◆ **WHAT THE TASK REQUIRES**: In the account of the interpreter's work in Mai Ayni camp, why had the client who arrived from Eritrea come to the camp?

[TEXT SEGMENT Boundary: Start]

As an example, in Mai Ayni camp we had a client who had just arrived from Eritrea a few days earlier. She had come here to be with her daughter. However, when she got to the camp, she found out that her daughter had died just a few days before she arrived. The woman was very distressed, very sad. We were very sad too about this loss. The client couldn’t stop crying; she wasn’t able to speak to us properly. I was very touched by this. We understood her grief. We gave her space and time to finish crying. Then we were there to give care and listen to her. She finished crying and talked to us properly again. She was able to go to her next appointment, and we set up individual counseling for her. I did my best to show her that even though I’m an interpreter, I really care about her. I gave her tissues and did what I could to help keep her calm during that time.
This work is rewarding. I work with psychosocial counselors who are seeing clients rebuild their lives. Some are from Mai Ayni, very depressed when they start the group. They don’t know what to do. They have lived through some very difficult times. But then after they finish the group, I see them in the camp. They have changed their lives. Some are going to technical and vocational training; I see former clients today doing hair dressing, food preparation to be a chef, and other kinds of work in the camp. It helps them generate income. I see that they are continuing to make good progress with their lives.

[TEXT SEGMENT Boundary: End]
[INFORMATION PROVIDED Boundary: Start]

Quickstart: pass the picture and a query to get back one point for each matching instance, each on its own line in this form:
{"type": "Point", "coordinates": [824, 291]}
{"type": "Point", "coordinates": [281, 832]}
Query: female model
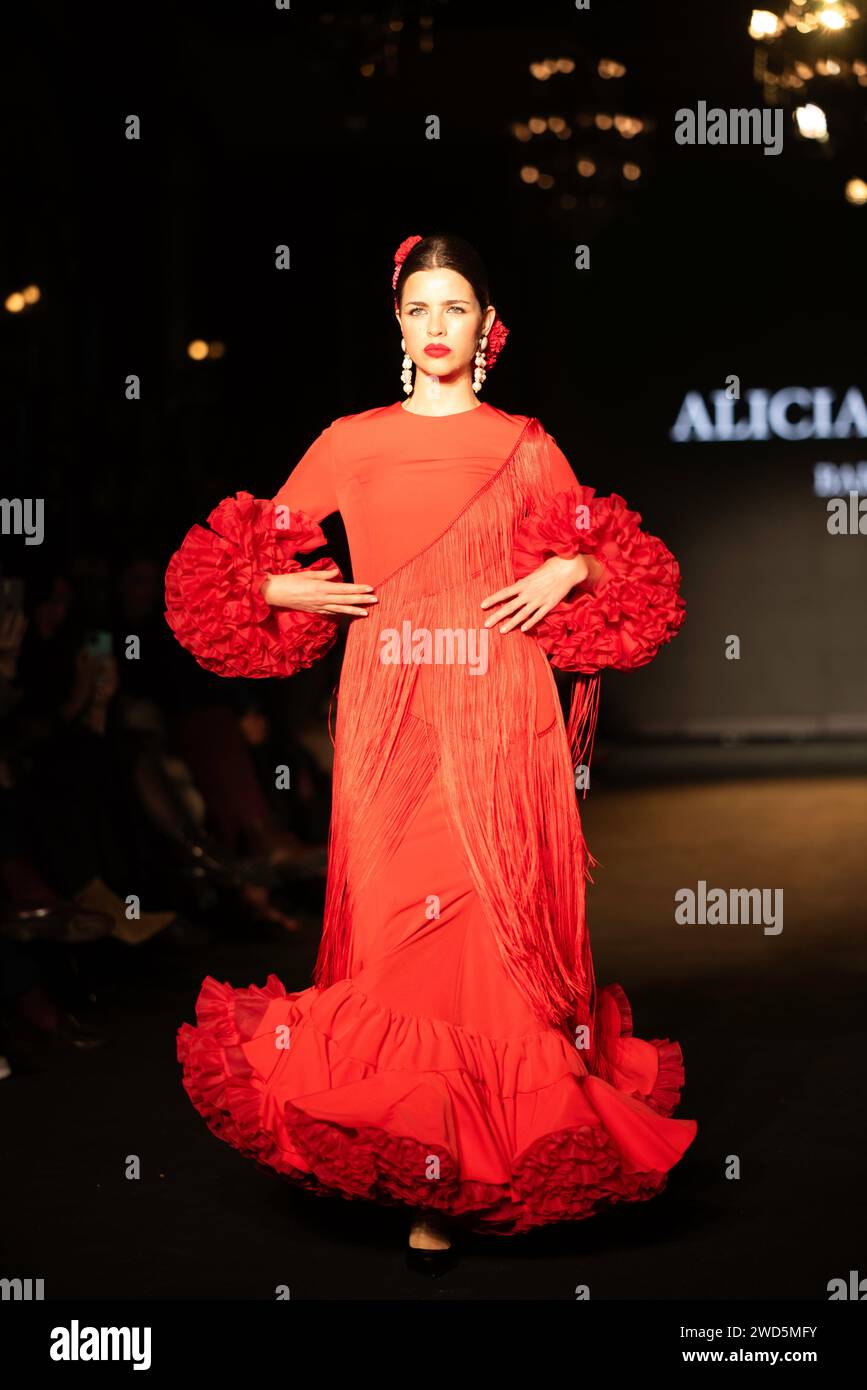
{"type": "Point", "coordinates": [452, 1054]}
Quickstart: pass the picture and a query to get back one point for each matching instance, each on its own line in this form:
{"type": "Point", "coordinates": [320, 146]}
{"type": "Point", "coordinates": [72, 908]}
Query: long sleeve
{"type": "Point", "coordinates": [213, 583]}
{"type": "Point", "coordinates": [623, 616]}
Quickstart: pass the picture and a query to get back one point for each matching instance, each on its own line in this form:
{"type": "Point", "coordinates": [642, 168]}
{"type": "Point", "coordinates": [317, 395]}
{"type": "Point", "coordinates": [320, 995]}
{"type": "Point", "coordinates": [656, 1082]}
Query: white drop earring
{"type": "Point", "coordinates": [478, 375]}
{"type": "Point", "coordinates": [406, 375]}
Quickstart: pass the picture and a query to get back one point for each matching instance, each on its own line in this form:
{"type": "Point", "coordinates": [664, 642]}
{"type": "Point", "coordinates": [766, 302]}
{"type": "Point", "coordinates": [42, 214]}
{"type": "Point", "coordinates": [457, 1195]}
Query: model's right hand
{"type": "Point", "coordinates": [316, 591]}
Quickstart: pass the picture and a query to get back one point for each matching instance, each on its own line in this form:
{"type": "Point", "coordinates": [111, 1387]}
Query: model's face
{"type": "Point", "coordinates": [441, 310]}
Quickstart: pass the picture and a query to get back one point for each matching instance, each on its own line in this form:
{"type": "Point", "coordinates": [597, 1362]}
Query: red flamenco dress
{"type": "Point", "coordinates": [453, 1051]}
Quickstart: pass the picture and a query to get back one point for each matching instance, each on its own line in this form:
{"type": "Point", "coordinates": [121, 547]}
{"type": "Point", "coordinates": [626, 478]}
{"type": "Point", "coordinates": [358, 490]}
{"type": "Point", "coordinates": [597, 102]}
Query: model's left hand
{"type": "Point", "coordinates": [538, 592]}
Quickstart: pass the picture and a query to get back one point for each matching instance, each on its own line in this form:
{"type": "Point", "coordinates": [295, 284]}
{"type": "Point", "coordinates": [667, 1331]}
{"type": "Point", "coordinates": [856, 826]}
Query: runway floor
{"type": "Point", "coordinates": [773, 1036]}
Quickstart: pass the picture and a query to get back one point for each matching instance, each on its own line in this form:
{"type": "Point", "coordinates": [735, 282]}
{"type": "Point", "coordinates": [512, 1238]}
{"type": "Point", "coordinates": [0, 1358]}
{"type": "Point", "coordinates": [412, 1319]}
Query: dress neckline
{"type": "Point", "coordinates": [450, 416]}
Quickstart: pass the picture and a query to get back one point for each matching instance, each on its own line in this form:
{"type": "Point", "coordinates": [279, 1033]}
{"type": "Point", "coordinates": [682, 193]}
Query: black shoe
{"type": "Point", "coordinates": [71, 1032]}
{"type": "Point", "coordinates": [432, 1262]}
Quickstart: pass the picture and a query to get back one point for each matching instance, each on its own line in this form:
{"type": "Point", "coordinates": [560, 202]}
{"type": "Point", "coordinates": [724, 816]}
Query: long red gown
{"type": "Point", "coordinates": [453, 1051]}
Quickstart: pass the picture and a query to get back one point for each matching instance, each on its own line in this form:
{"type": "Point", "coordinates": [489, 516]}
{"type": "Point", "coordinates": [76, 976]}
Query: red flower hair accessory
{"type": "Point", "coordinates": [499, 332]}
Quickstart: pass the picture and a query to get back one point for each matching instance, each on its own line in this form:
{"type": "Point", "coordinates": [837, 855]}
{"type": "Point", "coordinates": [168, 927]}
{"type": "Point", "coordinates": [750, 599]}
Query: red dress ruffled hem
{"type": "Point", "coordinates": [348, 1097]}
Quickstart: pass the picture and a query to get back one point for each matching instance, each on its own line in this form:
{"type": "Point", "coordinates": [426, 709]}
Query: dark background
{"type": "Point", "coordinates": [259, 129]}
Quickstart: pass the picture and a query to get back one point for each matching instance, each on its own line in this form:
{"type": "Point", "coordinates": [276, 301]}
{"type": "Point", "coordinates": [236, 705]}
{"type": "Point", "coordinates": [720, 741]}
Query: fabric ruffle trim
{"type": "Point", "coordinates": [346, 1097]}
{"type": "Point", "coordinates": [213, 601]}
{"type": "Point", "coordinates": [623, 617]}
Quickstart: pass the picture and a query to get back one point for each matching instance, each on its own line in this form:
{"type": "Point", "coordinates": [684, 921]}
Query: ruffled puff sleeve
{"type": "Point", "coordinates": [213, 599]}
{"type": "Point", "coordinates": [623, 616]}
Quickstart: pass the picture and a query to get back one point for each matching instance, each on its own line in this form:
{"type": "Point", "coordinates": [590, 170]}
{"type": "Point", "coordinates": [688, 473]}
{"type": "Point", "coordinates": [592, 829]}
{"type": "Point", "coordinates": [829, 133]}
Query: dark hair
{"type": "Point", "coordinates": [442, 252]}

[INFORMATION PROVIDED Boundary: End]

◆ **SOLVED PROBLEM**: She had come to be with her daughter.